▸ SOURCE DOCUMENT:
What is Change Data Feed (CDF) and How Databricks Helps with Its Implementation

Author:

Date:

8 maja, 2025

Change Data Feed (CDF) in Delta Lake provides an efficient way to track row-level changes to a table over time.

In this article, I walk through how Change Data Feed (CDF) works in Delta Lake on Databricks, when to use it, how to query changes for incremental processing and auditing, and provide implementation examples with ready-to-use code.

What is Change Data Feed (CDF)?

Change Data Feed (CDF) is a native mechanism in Delta Lake that captures fine-grained changes—inserts, updates, and deletes—at the row level directly within your data tables. Unlike traditional methods that focus on the current state of the data, CDF preserves the full history of changes, recording what changed, how it changed, and when the change happened.

In contrast to traditional methods that scan entire tables or compare timestamps (which becomes extremely inefficient at scale), CDF allows systems to efficiently retrieve just the modified rows. For example, rather than comparing two multi-terabyte versions of a table, you can instantly access the handful of rows that were updated.

CDF empowers modern data architectures by enabling:

Real-time analytics pipelines that respond immediately to data updates
Efficient, incremental ETL workflows that process only new or changed records
Machine learning systems that retrain models based on targeted data changes
Audit and compliance solutions that require complete historical change tracking

How Traditional CDC Approaches Work

Traditional Change Data Capture (CDC) solutions—such as Debezium, Oracle GoldenGate, or AWS DMS—capture change events externally by reading database transaction logs. These events are then streamed into target systems for processing or replication.

▸ DATA:
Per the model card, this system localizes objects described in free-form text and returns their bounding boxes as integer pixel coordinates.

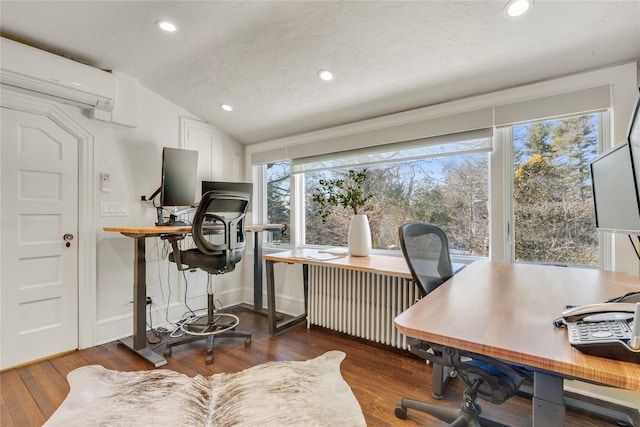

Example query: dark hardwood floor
[0,310,640,427]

▸ BRIEF A: In the Change Data Feed article, change "multi-terabyte" to "multi-petabyte" and write out the passage starting at "In contrast to" and ending at "that were updated.".
▸ BRIEF B: Condense the paragraph of the Change Data Feed article that begins "Change Data Feed (CDF) is a native mechanism" into one or two sentences, keeping its main facts.

▸ TASK OUTPUT A:
In contrast to traditional methods that scan entire tables or compare timestamps (which becomes extremely inefficient at scale), CDF allows systems to efficiently retrieve just the modified rows. For example, rather than comparing two multi-petabyte versions of a table, you can instantly access the handful of rows that were updated.

▸ TASK OUTPUT B: Change Data Feed (CDF) is a native Delta Lake mechanism that records row-level inserts, updates, and deletes within data tables. Unlike traditional methods focused on the current state of the data, it keeps the full history of what changed, how, and when.